● The problem
Each line from the one with "Exercise. Point out the patch" to the final line of the data must be reproduced exactly, and no other line may appear.

● Dataset entries
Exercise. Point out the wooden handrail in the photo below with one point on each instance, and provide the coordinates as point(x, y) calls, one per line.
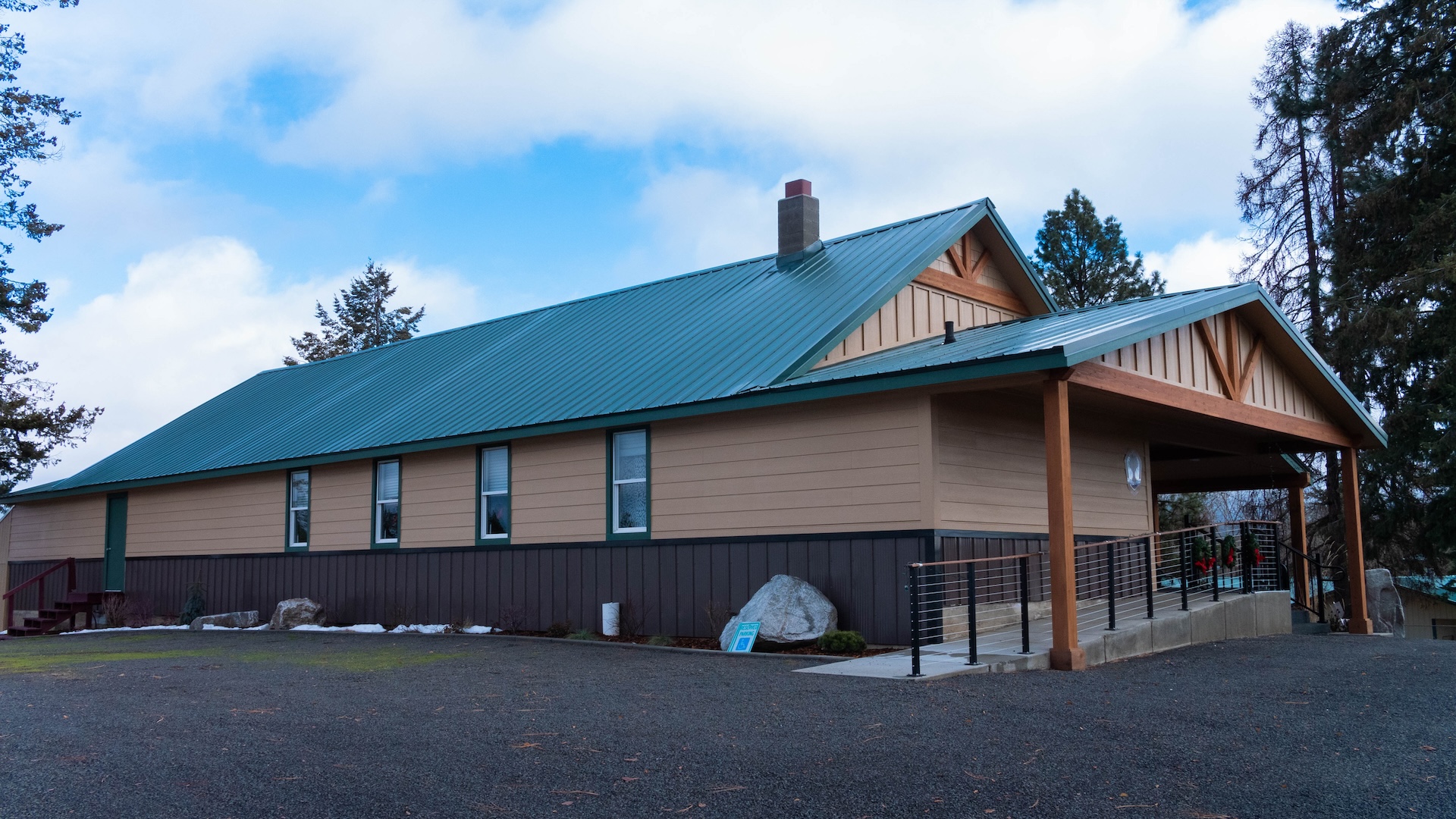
point(9, 596)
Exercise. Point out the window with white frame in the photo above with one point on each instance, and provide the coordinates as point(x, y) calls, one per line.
point(495, 493)
point(299, 509)
point(386, 502)
point(629, 482)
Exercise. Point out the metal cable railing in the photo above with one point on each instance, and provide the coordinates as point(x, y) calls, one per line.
point(949, 599)
point(1116, 579)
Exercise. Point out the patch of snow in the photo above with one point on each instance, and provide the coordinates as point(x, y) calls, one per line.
point(419, 629)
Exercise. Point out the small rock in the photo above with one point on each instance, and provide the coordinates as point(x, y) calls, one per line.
point(788, 611)
point(231, 620)
point(296, 611)
point(1386, 613)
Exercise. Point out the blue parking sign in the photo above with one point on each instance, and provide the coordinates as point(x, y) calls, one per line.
point(743, 640)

● Output
Exercise. Point out the patch of snow in the photo above with one point on each instance, and provide the coordinates as point(x, y) calls, one per line.
point(419, 629)
Exercise. Point out the small rock in the photo above with one point on each instance, and provide the coordinates as point(x, y) calls, one per line.
point(788, 611)
point(231, 620)
point(296, 611)
point(1386, 613)
Exercise. Point out the blue parking sign in the photo above with one point on each instance, and provide the coordinates as point(x, y) calls, one per line.
point(743, 640)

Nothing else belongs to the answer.